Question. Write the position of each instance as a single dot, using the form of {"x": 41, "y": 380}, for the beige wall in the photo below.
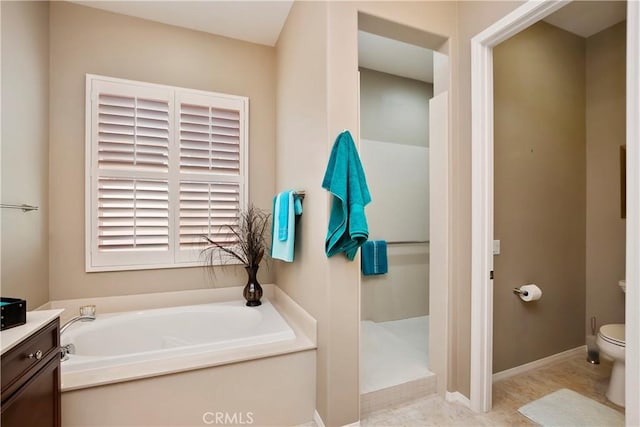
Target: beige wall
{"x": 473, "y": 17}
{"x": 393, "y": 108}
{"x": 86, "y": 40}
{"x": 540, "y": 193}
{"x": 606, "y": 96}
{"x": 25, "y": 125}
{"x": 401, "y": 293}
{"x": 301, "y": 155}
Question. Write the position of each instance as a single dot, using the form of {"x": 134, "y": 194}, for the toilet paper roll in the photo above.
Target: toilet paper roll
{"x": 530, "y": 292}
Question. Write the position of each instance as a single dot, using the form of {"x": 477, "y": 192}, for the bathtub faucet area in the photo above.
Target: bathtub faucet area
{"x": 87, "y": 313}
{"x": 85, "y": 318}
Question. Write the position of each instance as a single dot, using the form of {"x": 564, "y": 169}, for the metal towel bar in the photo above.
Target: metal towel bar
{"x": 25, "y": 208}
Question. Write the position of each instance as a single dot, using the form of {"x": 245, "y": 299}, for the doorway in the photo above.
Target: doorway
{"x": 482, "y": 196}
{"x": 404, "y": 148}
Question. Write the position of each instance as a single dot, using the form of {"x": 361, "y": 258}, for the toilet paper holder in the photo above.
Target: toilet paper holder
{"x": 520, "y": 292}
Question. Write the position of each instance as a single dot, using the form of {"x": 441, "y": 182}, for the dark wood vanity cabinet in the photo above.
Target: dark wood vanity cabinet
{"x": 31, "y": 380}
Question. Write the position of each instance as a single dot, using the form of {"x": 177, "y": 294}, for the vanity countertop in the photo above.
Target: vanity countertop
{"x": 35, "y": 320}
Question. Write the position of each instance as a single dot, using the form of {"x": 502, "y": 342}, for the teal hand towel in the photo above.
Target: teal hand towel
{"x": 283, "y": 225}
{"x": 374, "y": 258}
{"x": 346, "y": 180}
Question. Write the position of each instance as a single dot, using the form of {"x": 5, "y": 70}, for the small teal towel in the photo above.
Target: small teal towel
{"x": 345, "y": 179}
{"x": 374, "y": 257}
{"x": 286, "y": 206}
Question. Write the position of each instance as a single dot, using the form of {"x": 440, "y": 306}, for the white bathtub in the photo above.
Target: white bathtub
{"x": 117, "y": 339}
---
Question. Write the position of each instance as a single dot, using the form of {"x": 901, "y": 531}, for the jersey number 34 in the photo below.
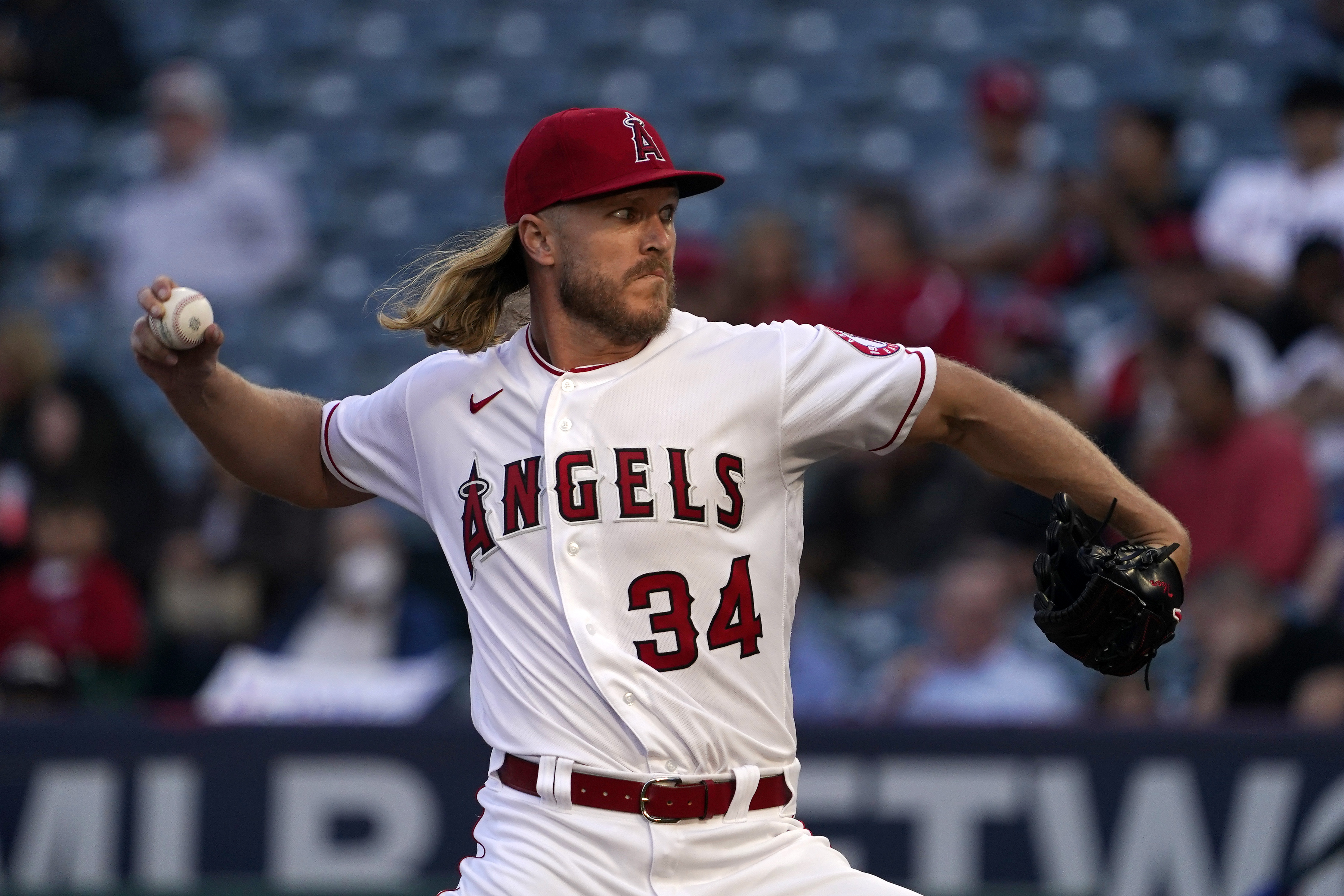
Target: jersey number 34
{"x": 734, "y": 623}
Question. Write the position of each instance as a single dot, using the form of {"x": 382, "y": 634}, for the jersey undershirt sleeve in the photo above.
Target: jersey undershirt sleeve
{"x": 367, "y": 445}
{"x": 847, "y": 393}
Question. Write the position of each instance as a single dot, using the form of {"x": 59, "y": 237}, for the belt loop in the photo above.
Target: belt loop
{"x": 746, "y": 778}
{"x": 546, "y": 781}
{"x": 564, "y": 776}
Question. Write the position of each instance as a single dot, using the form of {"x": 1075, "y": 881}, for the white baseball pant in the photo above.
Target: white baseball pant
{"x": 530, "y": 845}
---
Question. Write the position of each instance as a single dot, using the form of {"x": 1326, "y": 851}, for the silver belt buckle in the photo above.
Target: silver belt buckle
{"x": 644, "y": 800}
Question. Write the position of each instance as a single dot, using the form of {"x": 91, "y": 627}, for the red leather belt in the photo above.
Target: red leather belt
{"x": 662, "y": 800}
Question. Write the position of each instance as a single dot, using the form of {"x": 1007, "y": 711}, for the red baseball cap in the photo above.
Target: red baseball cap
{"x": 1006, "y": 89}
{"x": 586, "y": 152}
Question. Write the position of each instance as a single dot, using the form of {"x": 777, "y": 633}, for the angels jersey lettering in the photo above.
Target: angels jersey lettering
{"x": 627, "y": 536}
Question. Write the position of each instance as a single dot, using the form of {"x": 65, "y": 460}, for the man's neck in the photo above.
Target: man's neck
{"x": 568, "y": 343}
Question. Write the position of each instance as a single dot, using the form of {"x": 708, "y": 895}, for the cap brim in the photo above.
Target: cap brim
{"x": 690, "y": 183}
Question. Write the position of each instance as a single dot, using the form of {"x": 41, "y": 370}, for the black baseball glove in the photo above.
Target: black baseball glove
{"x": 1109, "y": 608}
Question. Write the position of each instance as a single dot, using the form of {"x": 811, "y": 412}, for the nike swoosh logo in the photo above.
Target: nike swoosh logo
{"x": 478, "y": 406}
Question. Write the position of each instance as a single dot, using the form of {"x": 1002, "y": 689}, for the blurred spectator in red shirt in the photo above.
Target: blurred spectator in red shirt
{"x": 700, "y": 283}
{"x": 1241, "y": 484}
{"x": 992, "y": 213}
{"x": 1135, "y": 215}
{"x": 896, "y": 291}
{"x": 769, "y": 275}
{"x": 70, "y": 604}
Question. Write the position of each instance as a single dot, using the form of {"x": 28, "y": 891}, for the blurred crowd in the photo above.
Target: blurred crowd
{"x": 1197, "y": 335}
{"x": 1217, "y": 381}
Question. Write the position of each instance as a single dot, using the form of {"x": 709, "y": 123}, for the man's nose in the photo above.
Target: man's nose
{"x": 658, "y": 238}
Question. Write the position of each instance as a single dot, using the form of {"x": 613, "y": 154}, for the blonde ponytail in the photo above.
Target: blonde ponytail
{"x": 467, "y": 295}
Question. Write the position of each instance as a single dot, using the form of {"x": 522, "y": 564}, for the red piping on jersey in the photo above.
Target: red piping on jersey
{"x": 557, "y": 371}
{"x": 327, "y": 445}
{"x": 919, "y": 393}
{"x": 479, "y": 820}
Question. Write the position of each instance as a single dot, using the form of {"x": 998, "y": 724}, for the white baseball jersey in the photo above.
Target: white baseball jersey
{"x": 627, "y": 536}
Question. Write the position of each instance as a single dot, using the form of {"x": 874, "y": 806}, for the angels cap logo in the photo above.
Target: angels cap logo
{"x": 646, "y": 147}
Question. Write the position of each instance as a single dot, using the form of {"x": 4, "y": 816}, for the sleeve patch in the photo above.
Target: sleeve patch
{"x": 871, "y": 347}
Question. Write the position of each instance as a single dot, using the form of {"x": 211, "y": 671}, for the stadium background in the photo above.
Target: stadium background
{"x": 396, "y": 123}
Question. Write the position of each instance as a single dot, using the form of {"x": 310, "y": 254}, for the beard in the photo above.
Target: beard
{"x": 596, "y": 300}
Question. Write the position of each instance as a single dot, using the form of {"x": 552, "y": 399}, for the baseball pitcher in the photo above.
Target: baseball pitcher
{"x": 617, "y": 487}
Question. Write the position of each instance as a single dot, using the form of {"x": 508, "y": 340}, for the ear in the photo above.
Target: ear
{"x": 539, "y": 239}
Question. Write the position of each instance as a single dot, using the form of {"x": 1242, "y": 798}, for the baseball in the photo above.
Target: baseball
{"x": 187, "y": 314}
---
Your copy should hold only the lines above from the one containing "wall in the photo below." through the one containing "area in the photo above.", exactly as written and free of pictures.

Question. Write the position of each instance as a single dot, using the form of {"x": 41, "y": 380}, for the beige wall in the photo below.
Target: beige wall
{"x": 473, "y": 17}
{"x": 393, "y": 108}
{"x": 86, "y": 40}
{"x": 540, "y": 193}
{"x": 606, "y": 96}
{"x": 25, "y": 125}
{"x": 401, "y": 293}
{"x": 301, "y": 155}
Question. Write the position of each instance as a single dot, using the form of {"x": 134, "y": 194}, for the toilet paper roll in the photo above.
Target: toilet paper roll
{"x": 530, "y": 292}
Question. Write the position of each instance as a single dot, using the form of {"x": 477, "y": 192}, for the bathtub faucet area in the photo above.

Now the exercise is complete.